Request:
Rewrite the lines starting at the one containing "Highlight red piping" and ending at the last line, keeping the requests as they are. Multiply every box coordinate in the answers by 1.6 and round to whole numbers, with halves rounded up.

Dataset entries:
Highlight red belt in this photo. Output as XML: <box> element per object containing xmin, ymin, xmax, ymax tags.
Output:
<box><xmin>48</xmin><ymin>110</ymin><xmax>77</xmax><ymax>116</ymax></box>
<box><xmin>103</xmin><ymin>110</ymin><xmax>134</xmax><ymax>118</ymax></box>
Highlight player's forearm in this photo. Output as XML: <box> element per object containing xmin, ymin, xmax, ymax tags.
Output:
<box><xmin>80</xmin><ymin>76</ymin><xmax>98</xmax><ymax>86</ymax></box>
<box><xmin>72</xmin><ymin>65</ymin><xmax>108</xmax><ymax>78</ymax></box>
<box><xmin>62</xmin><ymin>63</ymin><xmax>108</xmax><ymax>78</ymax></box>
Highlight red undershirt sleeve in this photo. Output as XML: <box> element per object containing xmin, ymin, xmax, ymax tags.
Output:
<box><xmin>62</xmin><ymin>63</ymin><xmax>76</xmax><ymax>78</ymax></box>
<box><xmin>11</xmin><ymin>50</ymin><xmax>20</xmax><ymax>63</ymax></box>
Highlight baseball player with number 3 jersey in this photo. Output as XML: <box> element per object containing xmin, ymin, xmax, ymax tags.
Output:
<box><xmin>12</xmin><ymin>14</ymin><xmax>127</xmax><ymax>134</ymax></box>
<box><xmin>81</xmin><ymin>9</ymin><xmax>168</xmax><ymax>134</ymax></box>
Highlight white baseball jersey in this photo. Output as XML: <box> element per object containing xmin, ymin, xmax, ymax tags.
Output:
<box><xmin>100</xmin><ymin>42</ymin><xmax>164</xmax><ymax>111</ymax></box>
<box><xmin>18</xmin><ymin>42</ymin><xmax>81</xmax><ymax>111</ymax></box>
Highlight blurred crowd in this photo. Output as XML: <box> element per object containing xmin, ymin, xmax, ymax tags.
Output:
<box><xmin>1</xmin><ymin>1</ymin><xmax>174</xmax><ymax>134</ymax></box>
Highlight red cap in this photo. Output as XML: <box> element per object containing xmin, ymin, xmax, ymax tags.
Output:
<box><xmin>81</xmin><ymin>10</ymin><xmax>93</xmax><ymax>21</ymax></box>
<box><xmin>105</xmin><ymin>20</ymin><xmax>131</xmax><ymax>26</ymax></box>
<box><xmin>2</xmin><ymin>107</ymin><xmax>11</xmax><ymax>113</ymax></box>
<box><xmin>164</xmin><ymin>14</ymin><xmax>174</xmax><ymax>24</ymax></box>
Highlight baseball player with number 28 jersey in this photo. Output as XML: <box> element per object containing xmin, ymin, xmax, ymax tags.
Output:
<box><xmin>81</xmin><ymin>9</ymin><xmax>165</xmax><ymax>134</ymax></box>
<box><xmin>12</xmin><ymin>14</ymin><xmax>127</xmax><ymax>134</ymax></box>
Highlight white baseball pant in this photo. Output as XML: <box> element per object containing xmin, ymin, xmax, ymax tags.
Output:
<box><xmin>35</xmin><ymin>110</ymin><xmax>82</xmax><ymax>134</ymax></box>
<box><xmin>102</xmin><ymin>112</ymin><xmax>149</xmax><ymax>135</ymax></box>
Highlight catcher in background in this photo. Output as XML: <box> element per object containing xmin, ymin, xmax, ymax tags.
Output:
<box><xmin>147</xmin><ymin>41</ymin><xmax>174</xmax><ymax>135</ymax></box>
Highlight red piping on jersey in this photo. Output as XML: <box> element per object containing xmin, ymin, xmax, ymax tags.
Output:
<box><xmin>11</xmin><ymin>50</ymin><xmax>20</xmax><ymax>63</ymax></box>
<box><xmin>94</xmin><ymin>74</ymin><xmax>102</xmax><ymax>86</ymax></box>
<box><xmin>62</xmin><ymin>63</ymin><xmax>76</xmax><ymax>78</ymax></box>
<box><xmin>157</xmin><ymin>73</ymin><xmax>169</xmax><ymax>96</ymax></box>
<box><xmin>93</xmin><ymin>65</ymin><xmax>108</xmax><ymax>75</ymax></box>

Answer for the task:
Highlight red piping on jersey in this photo. Output as XML: <box> element per object containing xmin, ymin, xmax, ymax tags.
Output:
<box><xmin>18</xmin><ymin>80</ymin><xmax>32</xmax><ymax>101</ymax></box>
<box><xmin>150</xmin><ymin>118</ymin><xmax>163</xmax><ymax>138</ymax></box>
<box><xmin>99</xmin><ymin>101</ymin><xmax>122</xmax><ymax>125</ymax></box>
<box><xmin>251</xmin><ymin>117</ymin><xmax>270</xmax><ymax>154</ymax></box>
<box><xmin>149</xmin><ymin>104</ymin><xmax>173</xmax><ymax>120</ymax></box>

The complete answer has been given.